(Dataset entries)

= = =

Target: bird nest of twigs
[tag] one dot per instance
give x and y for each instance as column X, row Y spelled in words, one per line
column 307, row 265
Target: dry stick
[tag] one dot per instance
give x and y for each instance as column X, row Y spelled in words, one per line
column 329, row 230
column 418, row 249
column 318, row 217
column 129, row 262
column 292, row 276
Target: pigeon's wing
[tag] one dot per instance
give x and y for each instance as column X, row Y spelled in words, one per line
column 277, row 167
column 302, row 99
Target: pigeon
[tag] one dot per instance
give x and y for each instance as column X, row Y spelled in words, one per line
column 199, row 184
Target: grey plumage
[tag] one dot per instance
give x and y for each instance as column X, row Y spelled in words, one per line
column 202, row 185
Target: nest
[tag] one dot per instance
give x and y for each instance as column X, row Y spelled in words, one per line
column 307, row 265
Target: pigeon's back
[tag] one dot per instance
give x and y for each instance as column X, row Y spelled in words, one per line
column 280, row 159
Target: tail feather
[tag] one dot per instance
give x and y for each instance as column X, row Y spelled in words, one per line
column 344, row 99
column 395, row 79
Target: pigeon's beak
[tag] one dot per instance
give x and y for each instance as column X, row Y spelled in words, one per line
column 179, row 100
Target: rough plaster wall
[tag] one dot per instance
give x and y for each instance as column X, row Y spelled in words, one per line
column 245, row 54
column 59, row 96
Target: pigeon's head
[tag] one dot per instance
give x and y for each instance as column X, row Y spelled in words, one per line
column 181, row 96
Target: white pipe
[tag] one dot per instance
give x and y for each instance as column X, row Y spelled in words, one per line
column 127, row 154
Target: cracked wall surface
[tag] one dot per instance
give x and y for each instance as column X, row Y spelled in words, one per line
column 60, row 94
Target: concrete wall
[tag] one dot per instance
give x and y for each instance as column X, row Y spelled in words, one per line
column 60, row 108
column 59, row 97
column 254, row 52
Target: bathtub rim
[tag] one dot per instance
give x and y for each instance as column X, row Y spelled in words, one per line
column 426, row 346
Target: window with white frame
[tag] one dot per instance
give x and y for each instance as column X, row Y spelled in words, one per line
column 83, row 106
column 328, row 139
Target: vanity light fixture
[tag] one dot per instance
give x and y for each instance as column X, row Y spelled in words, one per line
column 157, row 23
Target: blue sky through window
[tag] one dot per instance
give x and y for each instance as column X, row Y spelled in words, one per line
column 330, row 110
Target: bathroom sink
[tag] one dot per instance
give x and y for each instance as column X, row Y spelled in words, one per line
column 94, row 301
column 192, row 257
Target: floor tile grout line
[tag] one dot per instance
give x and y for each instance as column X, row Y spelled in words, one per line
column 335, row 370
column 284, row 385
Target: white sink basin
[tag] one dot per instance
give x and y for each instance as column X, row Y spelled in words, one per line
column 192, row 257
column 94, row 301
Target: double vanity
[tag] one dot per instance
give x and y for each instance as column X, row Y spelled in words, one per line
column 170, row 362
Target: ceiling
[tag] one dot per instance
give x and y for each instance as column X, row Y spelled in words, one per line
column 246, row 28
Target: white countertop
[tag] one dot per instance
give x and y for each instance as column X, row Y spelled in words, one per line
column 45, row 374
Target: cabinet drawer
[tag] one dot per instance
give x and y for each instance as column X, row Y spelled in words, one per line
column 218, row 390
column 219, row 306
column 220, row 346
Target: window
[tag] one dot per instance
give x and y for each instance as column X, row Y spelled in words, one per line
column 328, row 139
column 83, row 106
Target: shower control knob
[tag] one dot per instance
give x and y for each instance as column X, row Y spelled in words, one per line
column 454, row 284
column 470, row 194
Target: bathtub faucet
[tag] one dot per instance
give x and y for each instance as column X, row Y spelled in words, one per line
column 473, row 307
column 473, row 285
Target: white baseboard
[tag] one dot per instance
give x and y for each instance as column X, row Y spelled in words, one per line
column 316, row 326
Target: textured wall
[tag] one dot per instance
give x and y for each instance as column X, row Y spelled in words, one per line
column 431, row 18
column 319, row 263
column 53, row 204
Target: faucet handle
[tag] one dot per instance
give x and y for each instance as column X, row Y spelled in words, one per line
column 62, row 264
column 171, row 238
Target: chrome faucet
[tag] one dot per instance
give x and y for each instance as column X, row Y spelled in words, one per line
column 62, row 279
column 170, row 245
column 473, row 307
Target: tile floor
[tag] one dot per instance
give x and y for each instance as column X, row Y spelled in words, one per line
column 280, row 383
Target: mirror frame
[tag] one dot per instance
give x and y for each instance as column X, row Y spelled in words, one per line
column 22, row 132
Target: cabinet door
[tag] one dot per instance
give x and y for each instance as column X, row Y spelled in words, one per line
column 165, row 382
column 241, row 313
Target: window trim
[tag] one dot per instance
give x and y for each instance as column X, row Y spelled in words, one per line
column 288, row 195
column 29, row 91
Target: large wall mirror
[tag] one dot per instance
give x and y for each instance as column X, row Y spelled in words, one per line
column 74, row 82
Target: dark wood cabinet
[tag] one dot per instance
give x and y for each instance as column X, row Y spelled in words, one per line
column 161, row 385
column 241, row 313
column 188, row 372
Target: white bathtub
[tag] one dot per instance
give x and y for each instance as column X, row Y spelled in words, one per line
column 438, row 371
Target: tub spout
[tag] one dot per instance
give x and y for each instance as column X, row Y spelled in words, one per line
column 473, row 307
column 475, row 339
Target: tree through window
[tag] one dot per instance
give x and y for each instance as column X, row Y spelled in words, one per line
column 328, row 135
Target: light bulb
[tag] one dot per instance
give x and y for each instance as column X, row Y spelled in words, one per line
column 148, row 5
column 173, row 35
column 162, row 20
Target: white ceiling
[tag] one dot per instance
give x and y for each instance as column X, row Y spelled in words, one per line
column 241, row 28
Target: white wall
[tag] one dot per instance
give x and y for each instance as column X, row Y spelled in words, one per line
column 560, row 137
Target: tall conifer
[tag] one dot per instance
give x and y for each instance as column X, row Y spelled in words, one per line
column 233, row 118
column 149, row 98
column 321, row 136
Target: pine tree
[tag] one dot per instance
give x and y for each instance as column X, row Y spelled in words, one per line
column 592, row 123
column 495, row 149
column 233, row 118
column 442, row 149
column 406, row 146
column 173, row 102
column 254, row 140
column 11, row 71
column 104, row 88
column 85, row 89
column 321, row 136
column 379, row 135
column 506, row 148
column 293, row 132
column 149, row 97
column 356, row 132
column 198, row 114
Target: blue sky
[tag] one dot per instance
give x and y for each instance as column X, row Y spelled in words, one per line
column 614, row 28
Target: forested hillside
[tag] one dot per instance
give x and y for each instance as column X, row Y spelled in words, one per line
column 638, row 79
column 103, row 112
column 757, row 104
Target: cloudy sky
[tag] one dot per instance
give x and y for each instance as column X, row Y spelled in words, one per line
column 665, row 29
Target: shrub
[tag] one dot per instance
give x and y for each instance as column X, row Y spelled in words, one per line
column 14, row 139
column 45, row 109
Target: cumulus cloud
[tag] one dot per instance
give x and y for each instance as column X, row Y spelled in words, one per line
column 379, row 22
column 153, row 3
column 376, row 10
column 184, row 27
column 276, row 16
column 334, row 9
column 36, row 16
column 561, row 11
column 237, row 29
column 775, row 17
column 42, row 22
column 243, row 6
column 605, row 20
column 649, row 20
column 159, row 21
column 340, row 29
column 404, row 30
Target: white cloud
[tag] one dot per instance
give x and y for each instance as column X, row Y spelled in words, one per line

= = =

▶ [SET PROBLEM]: Could you render all of the rows above as a numbered list, leaving out any blank lines?

▶ [RESPONSE]:
1. Target: bird nest of twigs
2. [tag] one dot per instance
3. give x and y for each instance as column X, row Y spelled in words, one per line
4. column 307, row 265
5. Target: dry stick
6. [tag] one dot per instance
7. give x and y for each instance as column X, row Y spelled in words, one per line
8. column 329, row 230
9. column 418, row 249
10. column 318, row 217
11. column 129, row 262
12. column 292, row 276
13. Target: pigeon's wing
14. [tag] one dot per instance
15. give x and y for each instance as column X, row Y spelled in words, one per line
16. column 277, row 167
17. column 302, row 99
18. Target: pigeon
19. [tag] one dot per instance
20. give x and y for each instance as column X, row Y spelled in words, one per line
21. column 199, row 184
22. Target: grey plumage
23. [tag] one dot per instance
24. give x and y for each instance as column X, row Y spelled in words, one per line
25. column 202, row 185
26. Target: nest
27. [tag] one dot per instance
28. give x and y for each instance as column X, row Y spelled in words, one per line
29. column 307, row 265
30. Target: pigeon's back
31. [tag] one dot per instance
32. give x and y for each instance as column X, row Y spelled in words, one per line
33. column 280, row 159
34. Target: tail feather
35. [tag] one dot per instance
36. give x and y for each instance as column X, row Y spelled in words, one per line
37. column 344, row 99
38. column 395, row 79
39. Target: pigeon's beak
40. [tag] one dot per instance
41. give x and y for each instance as column X, row Y spelled in words, one per line
42. column 179, row 100
43. Target: rough plaster wall
44. [tag] one dot per instance
45. give x and y for each instance as column X, row Y spelled in words, one per line
46. column 245, row 54
47. column 59, row 96
48. Target: pigeon's head
49. [tag] one dot per instance
50. give x and y for each instance as column X, row Y spelled in words, one per line
51. column 181, row 96
52. Target: white pipe
53. [tag] one dot per instance
54. give x and y for each instance as column X, row Y spelled in words, one per line
55. column 127, row 154
56. Target: cracked wall surface
57. [tag] one dot per instance
58. give x and y for each instance as column X, row Y spelled in words, one per line
59. column 60, row 94
60. Target: concrete wall
61. [tag] one dot per instance
62. give x and y for each instance as column X, row Y spelled in words, one per line
63. column 60, row 108
64. column 59, row 97
65. column 254, row 52
66. Target: bathtub rim
67. [tag] one dot per instance
68. give x and y for each instance as column X, row Y spelled in words, one per line
69. column 426, row 346
70. Target: window with white frame
71. [tag] one dot per instance
72. give x and y for each instance as column X, row Y spelled in words, one per line
73. column 83, row 106
74. column 328, row 139
75. Target: vanity light fixture
76. [tag] one dot per instance
77. give x and y for each instance as column X, row Y spelled in words, one per line
78. column 157, row 23
79. Target: blue sky through window
80. [tag] one dot per instance
81. give x and y for each instance as column X, row Y spelled in words, one per line
82. column 330, row 110
83. Target: bathroom sink
84. [tag] one dot per instance
85. give x and y for each instance as column X, row Y spelled in words, one per line
86. column 94, row 301
87. column 192, row 257
88. Target: floor tile grout line
89. [tag] one dot per instance
90. give x and y for each instance as column X, row Y spelled in words, one per line
91. column 335, row 370
92. column 284, row 385
93. Target: white sink basin
94. [tag] one dot per instance
95. give x and y for each instance as column X, row Y spelled in words, one per line
96. column 192, row 257
97. column 94, row 301
98. Target: double vanity
99. [tag] one dot per instance
100. give x and y for each instance as column X, row Y spelled in words, one per line
101. column 170, row 362
102. Target: ceiling
103. [tag] one dot per instance
104. give x and y for each instance as column X, row Y spelled in words, one per line
105. column 246, row 28
106. Target: white countertop
107. [tag] one dot per instance
108. give x and y for each instance as column X, row Y spelled in words, one per line
109. column 45, row 374
110. Target: cabinet drawer
111. [tag] one dot per instance
112. give x and y for each instance as column X, row Y spelled in words, one per line
113. column 218, row 390
114. column 219, row 306
115. column 220, row 346
116. Target: window
117. [tag] one dot per instance
118. give x and y for each instance as column X, row Y spelled in words, one per line
119. column 328, row 139
120. column 83, row 106
121. Target: shower control knob
122. [tag] one dot per instance
123. give x and y for each instance as column X, row Y spelled in words, one per line
124. column 454, row 284
125. column 470, row 194
126. Target: bathtub faucet
127. [tag] one dot per instance
128. give x and y for each instance as column X, row Y spelled in words, one per line
129. column 473, row 307
130. column 473, row 285
131. Target: white baseboard
132. [tag] one dot per instance
133. give x and y for each instance as column X, row Y spelled in words, one per line
134. column 316, row 326
135. Target: textured wall
136. [tag] one dot per instance
137. give x and y for each instance as column X, row Y spelled in words, one per line
138. column 431, row 18
139. column 319, row 263
140. column 53, row 204
141. Target: faucet handle
142. [tag] one dot per instance
143. give x and y for each instance as column X, row Y spelled in words, one per line
144. column 62, row 264
145. column 171, row 238
146. Target: chrome faucet
147. [tag] one dot per instance
148. give x and y for each instance as column X, row Y spelled in words, one per line
149. column 62, row 279
150. column 170, row 245
151. column 473, row 307
152. Target: tile floor
153. [tag] one dot per instance
154. give x and y for each instance as column X, row Y spelled in words, one per line
155. column 280, row 383
156. Target: mirror frame
157. [tag] one dot per instance
158. give x and y for each instance as column X, row Y spelled in words, one per line
159. column 22, row 132
160. Target: cabinet door
161. [tag] one dot per instance
162. give x and y for each instance as column X, row Y spelled in words, one per line
163. column 165, row 382
164. column 241, row 313
165. Target: window trim
166. [tag] one dot per instance
167. give x and y for each instance as column X, row Y spelled in words, one per line
168. column 288, row 195
169. column 29, row 91
170. Target: large wall mirror
171. [tag] one dot per instance
172. give x and y for each instance as column X, row Y spelled in words, one per line
173. column 74, row 82
174. Target: dark wood cabinet
175. [tag] one dot per instance
176. give x and y for each instance as column X, row Y spelled in words, one per line
177. column 161, row 385
178. column 241, row 313
179. column 188, row 372
180. Target: white bathtub
181. [tag] one dot per instance
182. give x and y for each instance as column X, row Y spelled in words, one per line
183. column 438, row 371
184. Target: tub spout
185. [tag] one dot per instance
186. give x and y for each instance as column X, row Y spelled in words, one per line
187. column 473, row 307
188. column 475, row 339
189. Target: tree through window
190. [tag] one dot per instance
191. give x and y for each instance as column X, row Y spelled in words, one per line
192. column 328, row 135
193. Target: light bulb
194. [tag] one dot per instance
195. give x and y for each instance as column X, row Y spelled in words, one per line
196. column 148, row 5
197. column 173, row 35
198. column 162, row 20
199. Target: white ceiling
200. [tag] one dot per instance
201. give x and y for each instance as column X, row Y spelled in words, one per line
202. column 241, row 28
203. Target: white wall
204. [tag] one dot per instance
205. give x and y for each instance as column X, row Y spelled in words, one per line
206. column 560, row 137
207. Target: tall conifer
208. [tag] one dot per instance
209. give x and y for each instance as column X, row Y spelled in words, one per line
210. column 233, row 118
211. column 149, row 98
212. column 321, row 136
213. Target: pine tree
214. [tag] one dot per instance
215. give x and y for each instance as column X, row Y spelled in words, one per line
216. column 592, row 123
217. column 495, row 149
218. column 233, row 118
219. column 442, row 149
220. column 406, row 146
221. column 173, row 102
222. column 254, row 140
223. column 11, row 71
224. column 104, row 88
225. column 85, row 89
226. column 321, row 136
227. column 379, row 135
228. column 506, row 148
229. column 293, row 132
230. column 149, row 97
231. column 356, row 132
232. column 198, row 114
233. Target: blue sky
234. [tag] one dot per instance
235. give x and y for each instance as column X, row Y spelled in words, one per line
236. column 614, row 28
237. Target: forested hillside
238. [tag] one dot per instance
239. give x and y for each instance as column X, row Y spelled in words, one per line
240. column 638, row 79
241. column 103, row 112
242. column 757, row 104
243. Target: cloudy sky
244. [tag] one dot per instance
245. give x and y for each instance as column X, row Y spelled in words, one per line
246. column 665, row 29
247. Target: shrub
248. [tag] one dot per instance
249. give x and y for each instance as column X, row Y spelled in words, one per line
250. column 14, row 139
251. column 45, row 109
252. Target: cumulus cloud
253. [tag] one dot per instance
254. give x and y for each instance as column X, row Y spelled in words, one per line
255. column 379, row 22
256. column 153, row 3
257. column 376, row 10
258. column 184, row 27
259. column 276, row 16
260. column 334, row 9
261. column 36, row 16
262. column 561, row 11
263. column 237, row 29
264. column 775, row 17
265. column 42, row 22
266. column 243, row 6
267. column 605, row 20
268. column 649, row 20
269. column 159, row 21
270. column 340, row 29
271. column 404, row 30
272. Target: white cloud
273. [tag] one dot per instance
274. give x and y for each instance as column X, row Y spelled in words, one per line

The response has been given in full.